§ Set exercise 1
Write out the passage on lattice structure from "The lattice structure" to "from every other.".

※

All same-element atoms contained in a mixture of different atoms will repel all other atoms of the same atomic number uniquely, according to their nucleic arrangement, filling their container and maximising their separation distances. This is why you must treat each same-element matter - within a mixture - individually; i.e. just as if the same-element atoms occupied the container alone. The resulting pressure will be a partial pressure.

Lattice Structure

The lattice structure of every element originates in - and is defined by - its nucleic protons, and is replicated in the atomic arrangement in all elemental matter in both gaseous and viscous states.

I.e. same element atoms always attract and repulse in a similar pattern to that held by the protons in an atom's nucleus. This pattern is what we today refer to as a lattice structure that depends upon the atom's nucleic arrangement.
We designate these lattice structures as; face-centre cubic, body-centre cubic, tetrahedra, close-packed hexagonal, etc. but they are not quite so simple. Whilst a particular group of atoms may resemble a single structure, they will not be identical; every lattice structure differs from every other.
This pattern applies to all same-element matter in both viscous and gaseous form, and is therefore responsible for partial pressure theory.

The lattice factor is calculated as follows:
ζ = ³√[(ψ-1)/K]
where;
K = (PEₙ/Y . Ṯ_g/Ṯₙ / d - Fₐₜₘ) / (ρ.hₑ²/Y)
Ṯ₁ = measured (shell-1) temperature of the elemental matter
d = inter-atomic separation
ρ = density of the elemental matter
Fₐₜₘ = inter-atomic [electrical charge] force between atmospheric atoms (see Forces below).

Fig 4 shows the relationship between the density and gas-transition (ρ/Ṯ_g) of elemental matter, and its lattice factor ((ψ-1)/K).

In other words ...
... if you pour two or more molten elements together, say; copper and nickel, they would coalesce independently, as same-element matter, despite the fact they are both FCC and only one atomic number apart (29 and 28 respectively)^#.
That this division occurs naturally, is evidence that elemental lattice structures are not as we suspect, but unique for each and every element, which is borne out by the unique lattice factors (Fig 4).
In fact, the separation of all elements as they transpose through their a viscous states is due to their unique nucleic arrangements, that differ according to their neutronic ratios (ψ), all of which are also unique.
This means that whilst we currently compartmentalise elemental structures; FCC, BCC, HCP, Tetra, etc. this is only an approximation. Whilst some elemental structures may look the same, they are actually similar; not identical. Every element has a different lattice structure.
# alloys are formed by forcing more than one same-element matter together when viscous and pliable.

※

§ Set exercise 2
Rewrite each of the rows below with "interface" replaced by "layout", leaving everything else unchanged.

※

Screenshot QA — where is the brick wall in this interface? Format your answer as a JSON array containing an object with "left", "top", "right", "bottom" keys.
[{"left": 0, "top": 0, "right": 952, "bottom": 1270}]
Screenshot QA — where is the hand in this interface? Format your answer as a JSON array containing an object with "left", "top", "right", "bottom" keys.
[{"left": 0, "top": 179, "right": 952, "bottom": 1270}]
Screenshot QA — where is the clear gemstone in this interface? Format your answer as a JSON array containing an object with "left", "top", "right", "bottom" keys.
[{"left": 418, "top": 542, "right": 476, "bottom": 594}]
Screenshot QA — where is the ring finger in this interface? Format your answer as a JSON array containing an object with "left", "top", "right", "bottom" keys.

※

§ Written answer 1
The lattice structure of every element originates in - and is defined by - its nucleic protons, and is replicated in the atomic arrangement in all elemental matter in both gaseous and viscous states.

I.e. same element atoms always attract and repulse in a similar pattern to that held by the protons in an atom's nucleus. This pattern is what we today refer to as a lattice structure that depends upon the atom's nucleic arrangement.
We designate these lattice structures as; face-centre cubic, body-centre cubic, tetrahedra, close-packed hexagonal, etc. but they are not quite so simple. Whilst a particular group of atoms may resemble a single structure, they will not be identical; every lattice structure differs from every other.

§ Written answer 2
Screenshot QA — where is the brick wall in this layout? Format your answer as a JSON array containing an object with "left", "top", "right", "bottom" keys.
[{"left": 0, "top": 0, "right": 952, "bottom": 1270}]
Screenshot QA — where is the hand in this layout? Format your answer as a JSON array containing an object with "left", "top", "right", "bottom" keys.
[{"left": 0, "top": 179, "right": 952, "bottom": 1270}]
Screenshot QA — where is the clear gemstone in this layout? Format your answer as a JSON array containing an object with "left", "top", "right", "bottom" keys.
[{"left": 418, "top": 542, "right": 476, "bottom": 594}]
Screenshot QA — where is the ring finger in this layout? Format your answer as a JSON array containing an object with "left", "top", "right", "bottom" keys.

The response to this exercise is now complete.